Reproduce the records word for word, starting at the beginning of the records and ending at the line that contains "119), (85, 119)]". Leave the pictures out of your copy.
[Start]
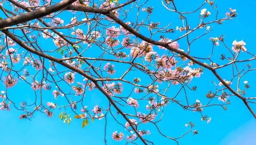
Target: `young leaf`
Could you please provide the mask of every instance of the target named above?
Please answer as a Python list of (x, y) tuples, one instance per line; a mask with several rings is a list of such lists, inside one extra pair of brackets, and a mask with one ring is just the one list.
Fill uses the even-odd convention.
[(76, 115), (76, 116), (75, 116), (75, 117), (74, 117), (74, 118), (80, 118), (80, 116), (78, 115)]
[(82, 128), (83, 128), (84, 126), (85, 126), (85, 121), (84, 120), (83, 120), (83, 123), (82, 123)]
[(86, 123), (86, 125), (88, 125), (88, 124), (89, 124), (89, 121), (88, 121), (88, 120), (87, 119), (85, 119), (85, 122)]

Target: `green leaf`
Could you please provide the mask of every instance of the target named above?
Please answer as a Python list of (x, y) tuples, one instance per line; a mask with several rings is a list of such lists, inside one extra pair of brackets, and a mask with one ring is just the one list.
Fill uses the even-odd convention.
[(57, 50), (57, 53), (58, 53), (58, 52), (60, 52), (61, 51), (61, 49), (59, 49), (58, 50)]
[(74, 118), (80, 118), (80, 116), (78, 115), (76, 115), (76, 116), (75, 116), (75, 117), (74, 117)]
[(83, 123), (82, 123), (82, 128), (83, 128), (84, 126), (85, 126), (85, 121), (84, 120), (83, 120)]
[(85, 122), (86, 123), (86, 125), (88, 125), (88, 124), (89, 124), (89, 121), (88, 121), (88, 120), (87, 119), (85, 119)]

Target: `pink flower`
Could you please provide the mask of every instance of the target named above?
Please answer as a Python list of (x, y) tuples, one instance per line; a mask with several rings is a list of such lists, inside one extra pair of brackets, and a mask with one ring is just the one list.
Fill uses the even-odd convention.
[(210, 122), (211, 122), (211, 120), (212, 120), (212, 119), (211, 118), (211, 117), (210, 117), (210, 118), (209, 119), (207, 119), (207, 123), (210, 123)]
[(107, 29), (106, 33), (109, 37), (116, 38), (121, 34), (121, 32), (119, 28), (116, 28), (116, 26), (113, 26)]
[(49, 117), (52, 117), (53, 115), (53, 112), (49, 111), (47, 110), (44, 110), (44, 113), (47, 114), (47, 116)]
[[(126, 25), (129, 25), (130, 24), (131, 24), (131, 22), (126, 22), (125, 23), (125, 24), (126, 24)], [(121, 29), (121, 30), (122, 31), (122, 32), (123, 32), (123, 33), (125, 33), (125, 35), (126, 35), (126, 36), (128, 36), (128, 35), (134, 36), (133, 34), (132, 34), (132, 33), (131, 33), (131, 32), (130, 32), (127, 30), (125, 29), (122, 26), (120, 26), (120, 29)]]
[(64, 23), (64, 21), (59, 17), (53, 18), (52, 19), (52, 24), (53, 24), (53, 26), (56, 26), (59, 24), (62, 25)]
[(54, 72), (54, 70), (53, 70), (51, 67), (49, 68), (49, 71), (52, 72)]
[(133, 58), (137, 58), (139, 56), (140, 48), (137, 47), (134, 47), (131, 48), (130, 55)]
[(64, 79), (68, 84), (73, 84), (75, 82), (75, 75), (73, 73), (67, 72), (64, 75)]
[(126, 49), (131, 48), (133, 47), (133, 43), (134, 42), (134, 40), (131, 40), (130, 37), (125, 37), (123, 39), (122, 42), (121, 44), (122, 46), (125, 46)]
[[(132, 132), (132, 131), (131, 131), (131, 132)], [(136, 137), (136, 134), (131, 134), (129, 136), (126, 136), (126, 139), (128, 140), (133, 140), (135, 139), (135, 137)]]
[(111, 47), (113, 47), (119, 45), (120, 41), (118, 39), (115, 39), (113, 38), (108, 37), (106, 39), (106, 45), (107, 46)]
[(3, 91), (1, 91), (1, 94), (0, 94), (0, 98), (2, 98), (3, 99), (4, 99), (6, 98), (6, 95), (3, 95), (5, 93), (5, 92), (4, 92)]
[(99, 31), (93, 31), (91, 33), (91, 38), (92, 39), (99, 39), (101, 37), (101, 34)]
[(5, 101), (3, 101), (0, 103), (0, 106), (1, 106), (1, 107), (0, 107), (0, 109), (3, 111), (5, 111), (6, 109), (7, 111), (11, 110), (11, 109), (9, 108), (10, 107), (10, 103), (11, 102), (9, 102), (9, 103), (6, 104)]
[(7, 77), (3, 77), (3, 84), (6, 86), (7, 88), (14, 86), (18, 83), (18, 78), (15, 79), (14, 77), (11, 75), (8, 75)]
[(107, 63), (107, 64), (104, 66), (104, 70), (107, 71), (107, 72), (110, 75), (113, 75), (116, 72), (116, 70), (114, 70), (114, 67), (115, 65), (114, 64), (111, 65), (110, 63)]
[(59, 92), (58, 91), (57, 91), (55, 90), (53, 90), (53, 92), (52, 92), (52, 95), (53, 95), (54, 96), (54, 98), (55, 99), (57, 99), (58, 96), (59, 95), (61, 95), (62, 97), (64, 96), (64, 94), (61, 94), (61, 93)]
[(43, 68), (43, 64), (39, 61), (35, 60), (35, 62), (32, 62), (32, 67), (35, 67), (35, 70), (39, 70)]
[(121, 141), (124, 137), (124, 134), (121, 131), (119, 134), (117, 134), (117, 131), (114, 132), (112, 134), (112, 138), (115, 141)]
[(113, 92), (117, 94), (121, 94), (123, 91), (123, 86), (122, 84), (118, 82), (118, 84), (116, 85), (115, 85), (113, 87)]
[(80, 95), (84, 91), (85, 86), (82, 83), (77, 82), (77, 86), (73, 86), (72, 89), (76, 92), (76, 95)]
[(86, 38), (83, 31), (79, 29), (77, 29), (76, 32), (73, 32), (71, 34), (73, 35), (76, 35), (78, 38), (83, 39)]
[(236, 42), (236, 40), (234, 41), (232, 43), (233, 46), (232, 47), (232, 50), (236, 53), (238, 53), (241, 50), (242, 52), (246, 51), (246, 48), (244, 45), (246, 45), (246, 43), (243, 41), (243, 40), (239, 42)]
[(6, 55), (9, 55), (9, 54), (14, 54), (15, 52), (17, 52), (17, 50), (13, 48), (12, 47), (11, 47), (9, 49), (8, 49), (6, 50)]
[(104, 114), (102, 114), (99, 117), (98, 117), (98, 116), (97, 115), (95, 115), (94, 116), (94, 117), (95, 118), (98, 118), (99, 120), (100, 120), (102, 119), (103, 119), (103, 118), (104, 118)]
[[(138, 124), (138, 123), (137, 122), (137, 120), (135, 120), (134, 119), (130, 119), (129, 120), (131, 121), (131, 122), (133, 123), (133, 124), (134, 125), (137, 125)], [(129, 124), (129, 123), (127, 122), (126, 123), (125, 123), (125, 127), (128, 128), (130, 126), (130, 124)]]
[[(62, 33), (60, 33), (62, 34)], [(54, 38), (54, 39), (53, 39), (53, 42), (54, 43), (54, 44), (55, 44), (55, 45), (58, 47), (61, 47), (66, 45), (66, 42), (59, 36), (55, 34), (53, 38)]]
[(81, 112), (83, 113), (84, 113), (84, 112), (87, 111), (87, 106), (85, 106), (84, 107), (84, 108), (82, 108), (81, 109)]
[(157, 54), (157, 53), (155, 51), (151, 51), (147, 53), (145, 57), (145, 61), (149, 62), (152, 62), (153, 60), (158, 58), (159, 58), (159, 55)]
[(48, 106), (50, 109), (52, 108), (53, 109), (55, 109), (55, 108), (56, 108), (56, 104), (52, 103), (52, 102), (47, 102), (47, 106)]
[[(79, 1), (77, 1), (77, 2), (79, 2)], [(75, 17), (71, 18), (71, 24), (75, 24), (79, 22), (76, 18)]]
[(207, 11), (207, 13), (206, 10), (207, 10), (207, 9), (206, 8), (204, 8), (203, 9), (201, 10), (200, 14), (201, 15), (209, 15), (209, 14), (211, 14), (211, 13), (210, 13), (210, 12), (209, 11)]
[[(231, 81), (226, 81), (226, 80), (223, 80), (223, 81), (225, 81), (225, 82), (226, 82), (226, 83), (227, 84), (228, 84), (230, 85), (232, 84), (232, 83)], [(223, 84), (221, 82), (218, 84), (218, 85), (219, 86), (221, 86), (223, 85)]]
[(139, 104), (138, 103), (138, 102), (136, 100), (133, 99), (132, 98), (129, 98), (127, 100), (127, 102), (128, 105), (131, 106), (134, 106), (136, 108), (139, 107)]
[(94, 106), (94, 108), (92, 111), (93, 112), (94, 112), (94, 113), (95, 113), (95, 114), (96, 115), (97, 115), (98, 113), (99, 113), (99, 114), (102, 113), (102, 112), (101, 108), (100, 108), (99, 107), (98, 105), (96, 105)]

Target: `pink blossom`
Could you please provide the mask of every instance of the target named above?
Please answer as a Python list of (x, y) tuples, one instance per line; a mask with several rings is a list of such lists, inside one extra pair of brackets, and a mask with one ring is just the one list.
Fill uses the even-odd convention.
[(121, 34), (121, 32), (119, 28), (116, 28), (116, 26), (113, 26), (107, 29), (106, 34), (108, 37), (116, 38)]
[(68, 84), (73, 84), (75, 82), (75, 75), (73, 73), (67, 72), (64, 75), (64, 79)]
[(147, 53), (145, 56), (145, 61), (151, 62), (153, 60), (159, 58), (159, 55), (157, 54), (157, 53), (155, 51), (151, 51)]
[(61, 94), (61, 92), (57, 91), (56, 90), (53, 90), (53, 92), (52, 92), (52, 95), (53, 95), (54, 96), (54, 98), (55, 99), (57, 99), (58, 96), (61, 95), (62, 97), (64, 96), (64, 94)]
[(93, 31), (91, 33), (91, 38), (92, 39), (99, 39), (101, 37), (101, 34), (97, 31)]
[(134, 40), (131, 40), (130, 37), (125, 37), (123, 39), (122, 42), (121, 44), (122, 46), (125, 46), (126, 49), (130, 48), (132, 47), (132, 45), (134, 42)]
[(10, 107), (10, 103), (11, 102), (9, 102), (9, 103), (6, 104), (5, 101), (3, 101), (0, 103), (0, 106), (1, 106), (1, 107), (0, 107), (0, 109), (3, 111), (5, 111), (6, 109), (7, 111), (11, 110), (11, 109), (9, 108)]
[(133, 58), (137, 58), (139, 56), (140, 48), (137, 47), (134, 47), (131, 48), (130, 55)]
[(35, 70), (39, 70), (43, 68), (43, 64), (40, 61), (35, 59), (35, 61), (32, 63), (32, 67), (35, 67)]
[(239, 42), (236, 42), (236, 40), (234, 41), (232, 43), (233, 46), (232, 47), (232, 50), (236, 53), (238, 53), (241, 50), (242, 52), (246, 51), (246, 48), (244, 45), (246, 45), (246, 43), (243, 41), (243, 40)]
[(210, 118), (209, 119), (207, 119), (207, 123), (210, 123), (210, 122), (211, 122), (211, 120), (212, 120), (212, 119), (211, 118), (211, 117), (210, 117)]
[(83, 31), (79, 29), (77, 29), (76, 32), (73, 32), (71, 34), (73, 35), (76, 35), (78, 38), (83, 39), (86, 38)]
[(117, 94), (121, 94), (123, 91), (123, 86), (122, 84), (118, 82), (118, 84), (114, 86), (113, 92)]
[(207, 11), (207, 13), (206, 12), (207, 10), (207, 9), (206, 8), (204, 8), (203, 9), (201, 10), (200, 14), (201, 15), (209, 15), (209, 14), (211, 14), (211, 13), (210, 13), (210, 12), (209, 11)]
[(10, 48), (6, 50), (6, 55), (9, 55), (9, 54), (14, 54), (15, 52), (17, 52), (17, 50), (13, 48), (12, 47), (11, 47)]
[[(77, 2), (78, 2), (79, 1), (77, 1)], [(77, 19), (76, 19), (76, 17), (74, 17), (73, 18), (71, 18), (71, 24), (75, 24), (76, 23), (77, 23), (78, 22), (79, 22), (79, 21), (78, 21), (78, 20), (77, 20)]]
[(73, 86), (72, 89), (76, 92), (76, 95), (80, 95), (84, 91), (85, 86), (82, 83), (77, 82), (77, 86)]
[[(61, 34), (62, 34), (62, 33), (60, 33)], [(63, 46), (64, 45), (65, 45), (67, 43), (64, 40), (64, 39), (57, 34), (55, 34), (53, 38), (54, 38), (54, 39), (53, 39), (54, 44), (55, 44), (55, 45), (58, 47), (61, 47)]]
[(116, 72), (116, 70), (114, 70), (114, 64), (110, 65), (110, 63), (107, 63), (104, 66), (104, 70), (107, 71), (107, 72), (110, 75), (113, 75)]
[(64, 21), (59, 17), (52, 19), (52, 24), (53, 24), (53, 26), (56, 26), (58, 24), (63, 25), (64, 23)]
[(7, 88), (14, 86), (18, 83), (18, 78), (15, 79), (14, 77), (11, 75), (8, 75), (7, 77), (3, 77), (3, 84), (6, 86)]
[(95, 113), (95, 114), (96, 115), (97, 115), (98, 113), (99, 113), (99, 114), (102, 113), (102, 112), (101, 108), (100, 108), (99, 107), (99, 106), (98, 105), (96, 105), (94, 106), (94, 108), (92, 111), (93, 112), (94, 112), (94, 113)]
[(112, 137), (115, 141), (121, 141), (124, 137), (124, 134), (120, 132), (119, 134), (117, 134), (117, 131), (114, 132), (112, 134)]
[(109, 37), (107, 37), (105, 42), (107, 46), (111, 47), (113, 47), (119, 45), (119, 43), (120, 43), (119, 39), (115, 39)]
[(2, 98), (3, 99), (4, 99), (6, 98), (6, 95), (3, 95), (5, 93), (5, 92), (4, 92), (3, 91), (1, 91), (1, 94), (0, 94), (0, 98)]
[(55, 109), (55, 108), (56, 108), (56, 104), (52, 103), (52, 102), (47, 102), (47, 106), (48, 106), (50, 109), (52, 108), (53, 109)]
[[(133, 123), (133, 124), (134, 125), (137, 125), (138, 124), (138, 123), (137, 122), (137, 120), (135, 120), (134, 119), (130, 119), (129, 120)], [(126, 123), (125, 123), (125, 127), (128, 128), (130, 126), (130, 124), (129, 124), (129, 123), (127, 122)]]
[(132, 98), (129, 98), (127, 100), (127, 102), (128, 105), (131, 106), (134, 106), (136, 108), (139, 107), (139, 104), (138, 103), (138, 102), (136, 100), (133, 99)]
[(135, 139), (135, 137), (136, 137), (136, 134), (132, 134), (129, 136), (126, 136), (126, 139), (128, 140), (133, 140)]
[[(225, 81), (225, 82), (226, 82), (226, 83), (227, 84), (228, 84), (230, 85), (232, 84), (232, 83), (231, 81), (226, 81), (226, 80), (223, 80), (223, 81)], [(223, 85), (223, 84), (221, 82), (218, 84), (218, 85), (219, 86), (221, 86)]]

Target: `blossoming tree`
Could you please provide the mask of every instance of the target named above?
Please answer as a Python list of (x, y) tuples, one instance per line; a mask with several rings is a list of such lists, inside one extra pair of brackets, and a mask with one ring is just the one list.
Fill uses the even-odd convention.
[[(111, 133), (113, 139), (127, 143), (140, 140), (145, 145), (154, 142), (143, 137), (151, 134), (151, 128), (141, 127), (145, 123), (178, 143), (189, 132), (198, 133), (189, 120), (184, 121), (189, 128), (180, 137), (169, 137), (173, 135), (161, 131), (157, 123), (163, 119), (164, 110), (171, 111), (168, 106), (172, 104), (200, 114), (198, 119), (209, 123), (211, 118), (204, 114), (204, 108), (216, 106), (226, 110), (229, 96), (233, 96), (241, 99), (256, 118), (249, 106), (254, 102), (249, 101), (256, 98), (244, 96), (250, 86), (241, 78), (255, 69), (250, 64), (241, 69), (237, 67), (256, 57), (242, 40), (231, 44), (225, 43), (223, 35), (205, 38), (213, 30), (211, 25), (233, 20), (236, 11), (230, 8), (225, 14), (218, 14), (214, 1), (202, 1), (195, 11), (183, 12), (173, 0), (155, 2), (154, 6), (149, 0), (2, 0), (1, 109), (20, 110), (20, 120), (32, 120), (40, 112), (51, 117), (59, 109), (64, 123), (70, 124), (72, 118), (80, 120), (82, 128), (112, 117), (123, 128)], [(151, 22), (152, 16), (160, 13), (154, 11), (153, 6), (177, 14), (179, 25), (170, 24), (169, 20)], [(190, 14), (195, 16), (194, 22), (186, 17)], [(210, 17), (215, 19), (209, 21)], [(193, 34), (198, 31), (201, 33)], [(192, 34), (197, 36), (191, 39)], [(207, 58), (190, 54), (196, 51), (192, 44), (201, 39), (212, 44), (205, 48), (211, 51)], [(228, 54), (217, 59), (213, 50), (221, 45)], [(238, 60), (244, 54), (250, 59)], [(217, 71), (230, 66), (234, 72), (224, 79)], [(186, 92), (196, 92), (197, 86), (190, 83), (200, 79), (206, 70), (218, 80), (212, 82), (215, 89), (208, 91), (207, 102), (192, 99)], [(237, 86), (232, 86), (236, 80)], [(35, 100), (13, 100), (15, 87), (34, 91)], [(175, 94), (171, 95), (170, 90)], [(106, 98), (108, 107), (87, 107), (91, 105), (87, 94), (91, 91)], [(123, 121), (117, 119), (120, 117)]]

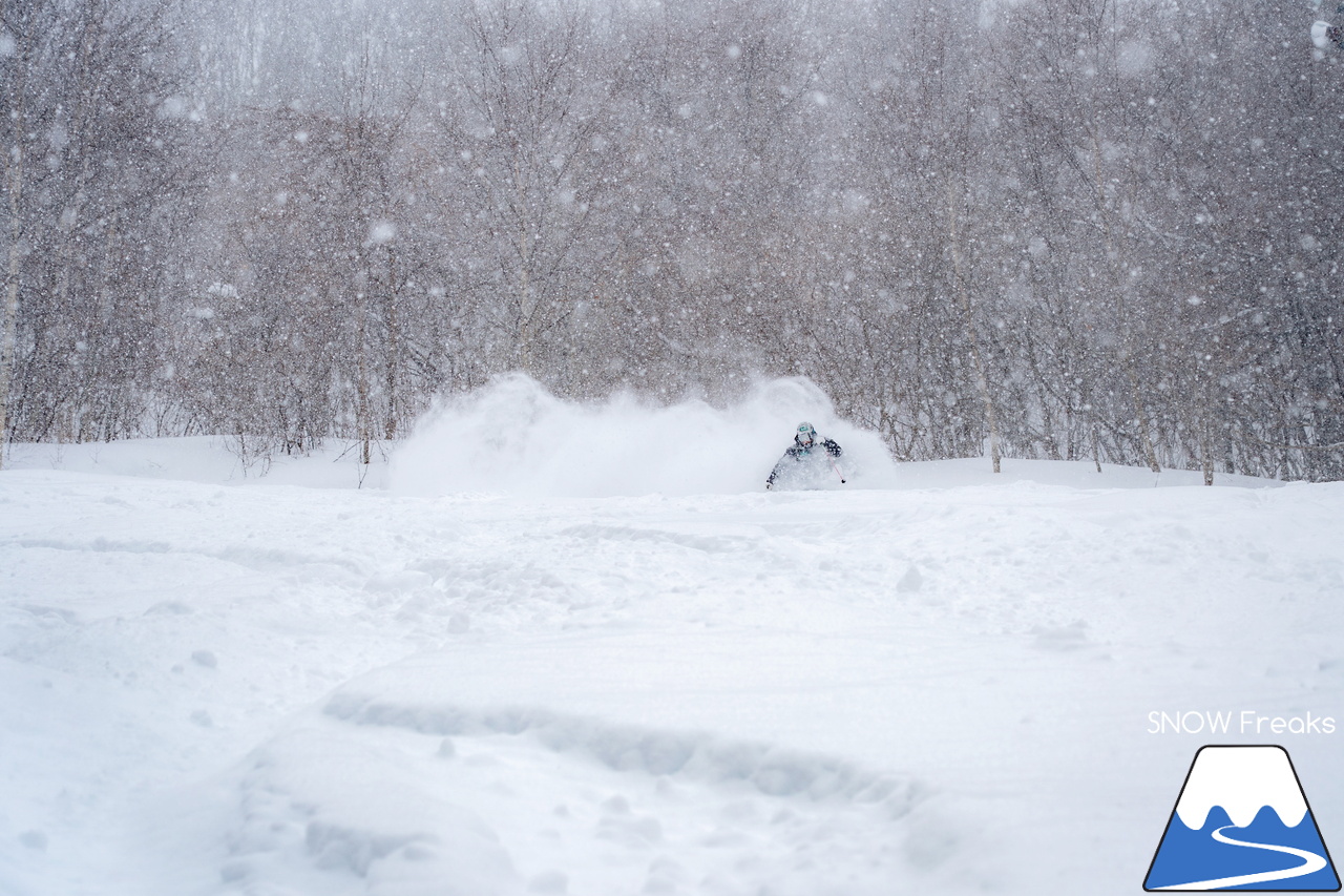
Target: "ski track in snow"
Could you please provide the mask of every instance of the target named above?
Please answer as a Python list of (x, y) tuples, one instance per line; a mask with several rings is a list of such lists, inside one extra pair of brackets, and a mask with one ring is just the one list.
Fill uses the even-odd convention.
[(970, 463), (685, 498), (7, 471), (0, 892), (1132, 892), (1203, 743), (1148, 712), (1340, 714), (1344, 486)]

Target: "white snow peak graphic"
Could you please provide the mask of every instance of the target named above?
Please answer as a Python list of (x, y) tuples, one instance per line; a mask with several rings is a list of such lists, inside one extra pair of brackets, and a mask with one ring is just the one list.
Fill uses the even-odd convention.
[(1200, 748), (1144, 889), (1339, 891), (1288, 751)]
[End]
:: ANSWER BELOW ::
Target: `young leaf`
Could you please provide the mask of every instance of the target named above?
Please answer as a Python list of (x, y) tuples, one instance per line; a mask with several rings is a list of such lists, inside one extra pair of brackets, and a mask with one ring is just the one list.
Fill uses the even-odd convention.
[(76, 115), (76, 116), (75, 116), (75, 117), (74, 117), (74, 118), (80, 118), (80, 116), (78, 115)]
[(82, 128), (83, 128), (84, 126), (85, 126), (85, 121), (84, 120), (83, 120), (83, 123), (82, 123)]
[(86, 123), (86, 125), (88, 125), (88, 124), (89, 124), (89, 121), (88, 121), (88, 120), (87, 119), (85, 119), (85, 122)]

Target: `green leaf`
Could you please provide the mask of every instance of the target named above?
Please answer as a Python list of (x, y) tuples, one instance per line; a mask with several rings is a list of such lists, inside one extra pair of brackets, and a mask with one ring is just the one list.
Fill uses the even-odd convention.
[(57, 50), (57, 53), (58, 53), (58, 52), (60, 52), (61, 51), (61, 49), (59, 49), (58, 50)]
[(74, 118), (80, 118), (80, 116), (78, 115), (76, 115), (76, 116), (75, 116), (75, 117), (74, 117)]
[(83, 123), (82, 123), (82, 128), (83, 128), (84, 126), (85, 126), (85, 121), (84, 120), (83, 120)]
[(85, 122), (86, 123), (86, 125), (88, 125), (88, 124), (89, 124), (89, 121), (88, 121), (88, 120), (87, 119), (85, 119)]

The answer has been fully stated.